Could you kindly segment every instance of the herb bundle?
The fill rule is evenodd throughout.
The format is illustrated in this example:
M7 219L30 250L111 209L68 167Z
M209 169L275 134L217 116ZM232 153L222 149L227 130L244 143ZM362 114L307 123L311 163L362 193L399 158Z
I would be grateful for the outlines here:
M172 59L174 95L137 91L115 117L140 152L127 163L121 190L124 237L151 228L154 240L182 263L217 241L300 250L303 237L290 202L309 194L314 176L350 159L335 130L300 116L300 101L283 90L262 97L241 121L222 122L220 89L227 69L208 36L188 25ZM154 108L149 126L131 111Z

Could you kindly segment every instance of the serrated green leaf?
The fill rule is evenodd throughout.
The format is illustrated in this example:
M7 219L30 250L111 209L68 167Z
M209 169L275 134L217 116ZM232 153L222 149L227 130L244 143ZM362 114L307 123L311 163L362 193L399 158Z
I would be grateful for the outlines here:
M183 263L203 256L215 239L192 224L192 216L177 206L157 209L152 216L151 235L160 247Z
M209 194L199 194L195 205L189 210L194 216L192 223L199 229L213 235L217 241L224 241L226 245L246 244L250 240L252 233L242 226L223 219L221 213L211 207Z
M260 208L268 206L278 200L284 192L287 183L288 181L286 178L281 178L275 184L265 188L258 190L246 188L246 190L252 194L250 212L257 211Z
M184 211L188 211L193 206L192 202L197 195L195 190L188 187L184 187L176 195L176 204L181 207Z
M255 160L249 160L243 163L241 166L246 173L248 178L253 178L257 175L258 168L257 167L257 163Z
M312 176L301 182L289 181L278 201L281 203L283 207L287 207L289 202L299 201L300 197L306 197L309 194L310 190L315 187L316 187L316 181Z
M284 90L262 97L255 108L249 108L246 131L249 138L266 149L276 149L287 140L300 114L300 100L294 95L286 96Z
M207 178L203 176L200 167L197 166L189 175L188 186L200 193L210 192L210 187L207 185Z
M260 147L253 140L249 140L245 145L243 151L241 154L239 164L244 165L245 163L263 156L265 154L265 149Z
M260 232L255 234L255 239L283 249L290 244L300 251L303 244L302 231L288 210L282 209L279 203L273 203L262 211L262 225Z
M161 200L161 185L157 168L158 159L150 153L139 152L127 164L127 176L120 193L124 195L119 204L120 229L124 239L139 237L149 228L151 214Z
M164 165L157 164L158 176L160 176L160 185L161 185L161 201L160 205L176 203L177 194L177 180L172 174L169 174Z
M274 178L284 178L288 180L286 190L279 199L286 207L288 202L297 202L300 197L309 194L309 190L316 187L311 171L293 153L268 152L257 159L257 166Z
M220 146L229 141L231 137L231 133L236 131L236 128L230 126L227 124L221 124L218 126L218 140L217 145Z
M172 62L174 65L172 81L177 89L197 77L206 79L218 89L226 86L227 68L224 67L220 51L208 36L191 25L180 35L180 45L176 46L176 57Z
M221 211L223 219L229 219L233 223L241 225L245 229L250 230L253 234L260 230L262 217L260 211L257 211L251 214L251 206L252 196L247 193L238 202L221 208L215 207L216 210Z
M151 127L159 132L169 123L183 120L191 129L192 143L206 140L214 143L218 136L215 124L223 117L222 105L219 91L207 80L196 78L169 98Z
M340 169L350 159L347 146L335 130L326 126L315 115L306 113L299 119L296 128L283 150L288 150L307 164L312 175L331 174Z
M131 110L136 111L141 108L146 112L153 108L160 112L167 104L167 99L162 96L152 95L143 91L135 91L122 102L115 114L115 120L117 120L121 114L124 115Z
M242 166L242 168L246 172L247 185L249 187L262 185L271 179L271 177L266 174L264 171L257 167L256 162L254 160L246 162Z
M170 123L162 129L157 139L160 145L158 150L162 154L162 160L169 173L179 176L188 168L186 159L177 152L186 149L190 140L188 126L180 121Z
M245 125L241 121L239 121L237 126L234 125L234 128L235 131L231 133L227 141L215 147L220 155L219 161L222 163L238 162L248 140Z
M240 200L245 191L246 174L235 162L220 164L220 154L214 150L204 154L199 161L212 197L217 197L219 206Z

### 할 일
위 기록 전체에서 "evenodd"라는 표현만 "nonzero"로 바꾸고 나머지는 그대로 둔 채 모든 줄을 다시 써 주세요.

### 출력 결과
Could you kindly segment every instance of the herb bundle?
The fill rule is nonzero throughout.
The format is illustrated in this example:
M7 219L30 250L111 209L68 167Z
M209 169L275 134L217 116ZM232 153L222 149L227 130L244 143ZM362 114L307 123L311 163L362 193L399 158Z
I would be grateful for the outlines here:
M172 59L174 95L137 91L115 117L140 152L127 163L121 190L124 237L151 228L154 240L182 263L217 241L300 250L303 237L290 202L309 194L314 176L350 159L335 130L300 116L300 101L283 90L262 97L241 121L222 122L220 89L227 69L208 36L188 25ZM154 108L149 126L131 111Z

Could you kindly segment every instance of the serrated green leaf?
The fill rule is nonzero throughout.
The format is illustrated in this example:
M7 219L30 250L111 209L68 167Z
M209 169L275 134L217 116ZM232 153L222 149L227 130L244 143ZM362 114L307 123L311 163L362 193L399 158Z
I would be grateful for the outlines here:
M183 263L203 256L215 239L192 224L192 216L177 206L157 209L152 216L151 235L160 247Z
M209 194L199 194L195 205L189 210L194 216L192 223L199 229L213 235L217 241L224 241L226 245L246 244L250 240L252 233L242 226L223 219L221 213L211 207Z
M260 208L268 206L278 200L284 192L287 183L288 181L286 178L281 178L275 184L265 188L258 190L246 188L246 190L252 194L250 212L257 211Z
M184 211L188 211L193 206L192 202L197 195L195 190L188 187L184 187L176 195L176 204L181 207Z
M255 160L249 160L243 163L241 166L246 173L248 178L253 178L257 175L258 168L257 167L257 163Z
M312 176L301 182L289 181L278 201L281 203L283 207L287 207L289 202L299 201L300 197L306 197L309 194L310 190L315 187L316 187L316 181Z
M284 90L262 97L255 108L249 108L246 131L249 138L266 149L276 149L287 140L300 114L300 100L294 95L286 96Z
M207 178L203 176L200 167L197 166L189 175L188 186L200 193L210 192L210 187L207 185Z
M260 147L253 140L249 140L245 145L243 151L241 154L239 164L244 165L245 163L263 156L265 154L265 149Z
M260 232L255 234L255 239L283 249L290 244L300 251L303 244L302 231L288 210L282 209L279 203L273 203L262 211L262 225Z
M161 200L161 185L157 168L158 159L150 153L139 152L127 164L127 176L120 193L124 195L119 204L120 229L124 239L139 237L149 228L151 214Z
M164 165L157 164L158 176L160 176L160 185L161 185L161 201L160 205L176 203L177 194L177 180L172 174L169 174Z
M274 178L284 178L288 180L286 190L279 199L286 207L288 202L297 202L300 197L309 194L309 190L316 187L311 171L293 153L268 152L257 159L257 166Z
M220 146L229 141L231 137L231 133L236 131L236 128L230 126L227 124L221 124L218 126L218 140L217 145Z
M172 62L174 65L172 81L177 89L197 77L206 79L218 89L226 86L227 68L224 67L220 51L208 36L191 25L180 35L180 45L176 46L176 57Z
M221 211L223 219L229 219L233 223L241 225L245 229L250 230L253 234L260 230L262 217L260 211L257 211L251 214L251 206L252 196L247 193L238 202L221 208L215 207L216 210Z
M151 127L159 132L169 123L183 120L191 129L192 143L206 140L214 143L218 136L215 124L223 117L222 105L219 91L207 80L196 78L169 98Z
M340 169L350 159L347 146L335 130L326 126L315 115L306 113L299 119L296 128L283 150L288 150L307 164L312 175L331 174Z
M131 110L136 111L141 108L146 112L153 108L160 112L167 104L167 99L162 96L152 95L143 91L135 91L122 102L115 114L115 120L117 120L121 114L124 115Z
M242 166L242 168L246 172L247 185L249 187L262 185L271 179L271 177L266 174L264 171L257 167L256 162L254 160L246 162Z
M170 123L162 129L157 139L160 145L158 150L162 154L162 160L169 173L179 176L188 168L186 159L177 152L186 149L190 140L188 126L180 121Z
M245 125L241 121L239 121L237 126L234 125L234 128L235 131L231 133L227 141L215 147L220 155L219 161L222 163L238 162L248 140Z
M240 200L245 191L246 174L235 162L220 164L220 154L214 150L204 154L199 161L212 197L217 197L219 206Z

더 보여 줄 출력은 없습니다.